§ **TASK OBJECTIVE**:
Which lines in the rows below contain the string "left"? Show each of those lines in full, and treat uppercase and lowercase as different.

[Dataset records]
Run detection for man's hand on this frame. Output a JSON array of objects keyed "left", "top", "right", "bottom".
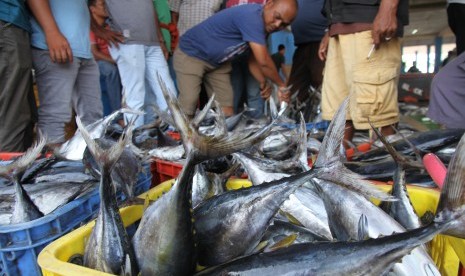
[
  {"left": 46, "top": 32, "right": 73, "bottom": 63},
  {"left": 371, "top": 0, "right": 399, "bottom": 48},
  {"left": 93, "top": 28, "right": 124, "bottom": 48},
  {"left": 260, "top": 81, "right": 271, "bottom": 100},
  {"left": 278, "top": 86, "right": 291, "bottom": 103},
  {"left": 318, "top": 32, "right": 329, "bottom": 61},
  {"left": 160, "top": 22, "right": 179, "bottom": 53}
]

§ **WRITTEN SOLUTION**:
Run detection for man's hand on this frame. Output a JSON array of objects keyed "left", "top", "right", "bottom".
  {"left": 46, "top": 32, "right": 73, "bottom": 63},
  {"left": 371, "top": 0, "right": 399, "bottom": 48},
  {"left": 93, "top": 28, "right": 124, "bottom": 48},
  {"left": 260, "top": 81, "right": 271, "bottom": 100},
  {"left": 278, "top": 86, "right": 291, "bottom": 103},
  {"left": 318, "top": 32, "right": 329, "bottom": 61},
  {"left": 160, "top": 22, "right": 179, "bottom": 53}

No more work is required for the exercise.